Copy out the lines from the one containing "Find the white" through the one containing "275L0 278L0 298L37", inclusive, leaving out the pictures.

**Supplied material:**
start

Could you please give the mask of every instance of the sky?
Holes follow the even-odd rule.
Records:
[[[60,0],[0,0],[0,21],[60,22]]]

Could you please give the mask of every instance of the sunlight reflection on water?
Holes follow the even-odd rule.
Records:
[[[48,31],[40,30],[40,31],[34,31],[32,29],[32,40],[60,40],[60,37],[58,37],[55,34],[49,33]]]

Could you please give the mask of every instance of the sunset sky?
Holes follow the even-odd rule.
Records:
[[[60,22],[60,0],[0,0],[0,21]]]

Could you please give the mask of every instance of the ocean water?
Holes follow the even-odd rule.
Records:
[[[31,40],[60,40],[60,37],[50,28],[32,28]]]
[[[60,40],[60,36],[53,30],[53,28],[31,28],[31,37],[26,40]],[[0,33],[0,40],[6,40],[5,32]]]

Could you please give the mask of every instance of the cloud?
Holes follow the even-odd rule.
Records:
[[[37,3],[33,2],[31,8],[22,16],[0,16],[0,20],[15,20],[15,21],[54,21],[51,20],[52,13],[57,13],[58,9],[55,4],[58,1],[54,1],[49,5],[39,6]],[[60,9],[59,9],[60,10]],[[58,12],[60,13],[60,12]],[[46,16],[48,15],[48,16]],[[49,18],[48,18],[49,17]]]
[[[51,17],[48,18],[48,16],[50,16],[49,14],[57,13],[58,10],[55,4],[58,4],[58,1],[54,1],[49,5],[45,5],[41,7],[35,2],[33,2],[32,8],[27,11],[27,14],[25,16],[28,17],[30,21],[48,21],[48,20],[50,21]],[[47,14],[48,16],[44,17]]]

end
start

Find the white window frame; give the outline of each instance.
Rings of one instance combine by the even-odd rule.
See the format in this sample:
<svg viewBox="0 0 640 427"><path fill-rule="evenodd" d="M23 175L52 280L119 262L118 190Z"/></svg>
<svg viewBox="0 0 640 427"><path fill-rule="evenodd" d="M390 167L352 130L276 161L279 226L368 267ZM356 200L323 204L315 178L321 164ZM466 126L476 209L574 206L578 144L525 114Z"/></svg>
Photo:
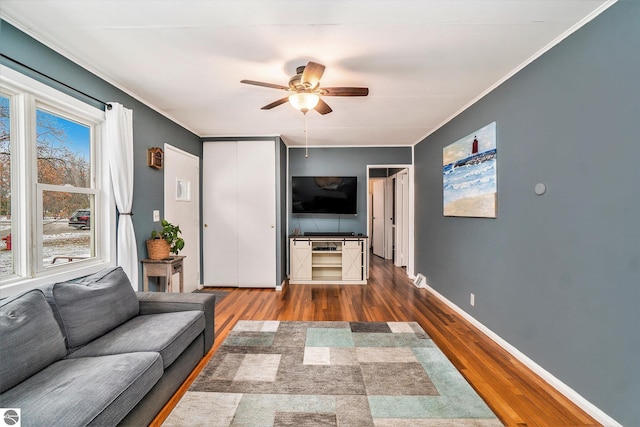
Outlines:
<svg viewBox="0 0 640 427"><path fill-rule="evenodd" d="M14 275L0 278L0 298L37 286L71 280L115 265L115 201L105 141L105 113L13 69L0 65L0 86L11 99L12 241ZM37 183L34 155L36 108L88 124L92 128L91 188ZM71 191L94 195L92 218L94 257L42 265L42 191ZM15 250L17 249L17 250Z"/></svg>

end

**Answer for this exercise:**
Find the white window frame; give the outline of each instance.
Rings of one instance combine by the even-odd rule.
See the format in this sample:
<svg viewBox="0 0 640 427"><path fill-rule="evenodd" d="M23 175L52 280L119 262L118 190Z"/></svg>
<svg viewBox="0 0 640 427"><path fill-rule="evenodd" d="M390 167L352 130L276 161L279 226L368 267ZM356 200L323 204L315 178L321 164ZM466 126L476 209L574 206L578 144L525 114Z"/></svg>
Photo:
Outlines:
<svg viewBox="0 0 640 427"><path fill-rule="evenodd" d="M14 275L0 278L0 298L37 286L71 280L115 265L115 201L105 141L105 113L13 69L0 65L0 86L11 99L12 241ZM37 183L34 155L36 108L88 124L92 128L91 188ZM71 191L94 195L92 218L94 257L42 265L42 191ZM15 250L17 249L17 250Z"/></svg>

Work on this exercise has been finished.